__STATED EXERCISE__:
Identify every line of the data below that contains the word "church", and copy each of those lines.

__RAW DATA__:
=====

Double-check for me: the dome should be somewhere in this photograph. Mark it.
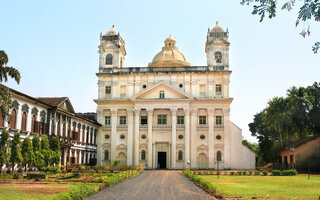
[149,35,190,67]
[104,25,118,36]
[210,22,225,33]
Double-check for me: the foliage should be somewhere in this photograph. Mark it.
[200,175,320,200]
[32,135,41,152]
[0,129,10,167]
[53,183,96,200]
[182,170,216,194]
[10,131,23,171]
[21,137,35,169]
[41,135,50,150]
[249,82,320,165]
[50,136,60,152]
[113,160,120,167]
[0,50,21,119]
[41,165,60,174]
[240,0,320,53]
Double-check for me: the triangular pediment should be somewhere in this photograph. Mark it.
[131,81,193,100]
[58,98,75,113]
[213,38,229,44]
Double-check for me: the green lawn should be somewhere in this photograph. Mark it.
[0,184,71,200]
[201,175,320,199]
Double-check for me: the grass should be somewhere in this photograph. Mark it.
[200,175,320,199]
[0,184,72,200]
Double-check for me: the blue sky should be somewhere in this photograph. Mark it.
[0,0,320,141]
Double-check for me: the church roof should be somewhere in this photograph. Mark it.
[149,35,190,67]
[104,25,118,36]
[210,22,225,33]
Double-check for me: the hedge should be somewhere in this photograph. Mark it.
[182,170,217,195]
[272,169,298,176]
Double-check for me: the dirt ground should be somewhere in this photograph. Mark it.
[88,170,212,200]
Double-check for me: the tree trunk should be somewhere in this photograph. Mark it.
[12,163,14,173]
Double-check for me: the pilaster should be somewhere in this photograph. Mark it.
[170,108,177,169]
[208,108,215,169]
[127,109,133,166]
[134,109,140,166]
[111,108,118,160]
[184,108,190,168]
[190,108,198,169]
[147,108,153,168]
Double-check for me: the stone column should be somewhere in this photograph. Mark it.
[170,108,177,169]
[26,110,32,132]
[184,108,190,168]
[222,108,232,168]
[208,108,215,169]
[147,108,153,168]
[15,107,22,130]
[190,108,198,169]
[127,109,133,166]
[134,109,140,166]
[111,109,118,161]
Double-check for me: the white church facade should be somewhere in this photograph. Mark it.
[94,24,255,169]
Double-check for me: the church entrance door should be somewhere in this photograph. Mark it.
[158,152,167,169]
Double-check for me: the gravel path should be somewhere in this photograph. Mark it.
[88,170,212,200]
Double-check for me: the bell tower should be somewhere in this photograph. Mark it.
[206,22,230,68]
[99,26,127,71]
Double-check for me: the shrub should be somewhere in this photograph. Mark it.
[182,171,216,194]
[272,170,282,176]
[282,169,298,176]
[53,183,96,200]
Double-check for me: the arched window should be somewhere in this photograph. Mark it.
[215,51,222,63]
[178,151,183,160]
[141,150,146,160]
[104,150,109,160]
[106,54,112,65]
[39,117,44,134]
[217,151,222,161]
[21,112,27,131]
[31,115,37,133]
[10,109,17,129]
[0,112,4,127]
[159,90,164,99]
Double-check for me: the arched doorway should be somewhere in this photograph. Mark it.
[198,153,208,169]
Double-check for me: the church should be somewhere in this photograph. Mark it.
[94,23,255,169]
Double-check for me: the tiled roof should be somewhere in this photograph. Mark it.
[37,97,68,107]
[286,134,320,149]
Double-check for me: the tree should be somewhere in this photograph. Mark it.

=====

__COMPLETED TASK__:
Double-check for me: the church roof should be somewhere in this photograph. Mark it.
Double-check for me: the white church facade should be somewhere in this photograph. Mark it.
Double-check for me: the church entrance door should be somewhere in this photograph. Mark it.
Double-check for me: the church should be somewhere in this photograph. Mark it.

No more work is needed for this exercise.